▶ [Region pointing data]:
══════════
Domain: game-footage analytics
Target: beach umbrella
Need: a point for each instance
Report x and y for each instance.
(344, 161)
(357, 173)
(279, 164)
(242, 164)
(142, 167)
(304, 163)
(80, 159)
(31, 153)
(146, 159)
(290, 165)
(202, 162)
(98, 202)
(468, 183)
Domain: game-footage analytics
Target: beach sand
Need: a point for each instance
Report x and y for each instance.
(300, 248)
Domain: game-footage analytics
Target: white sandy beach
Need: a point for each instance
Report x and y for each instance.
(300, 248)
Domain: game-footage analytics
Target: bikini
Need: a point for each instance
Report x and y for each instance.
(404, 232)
══════════
▶ [PROBLEM DESCRIPTION]:
Print each entry precisely. Include every line.

▶ [YOUR RESPONSE]:
Domain: game-footage analytics
Target: beach umbrella
Need: a point for each instance
Report x and y for each instance.
(344, 161)
(357, 173)
(279, 164)
(242, 164)
(142, 167)
(304, 163)
(80, 159)
(31, 153)
(146, 159)
(290, 165)
(202, 162)
(98, 202)
(468, 183)
Domain: game-footage analytics
Target: beach sand
Need: a point for each instance
Report x and y for each instance.
(300, 248)
Domain: game-footage analytics
Target: white sandy beach
Need: a point for each instance
Report x and y for each instance.
(300, 248)
Domain: game-footage analytics
Target: bikini
Need: a point for each instance
Report x and y for each instance.
(404, 232)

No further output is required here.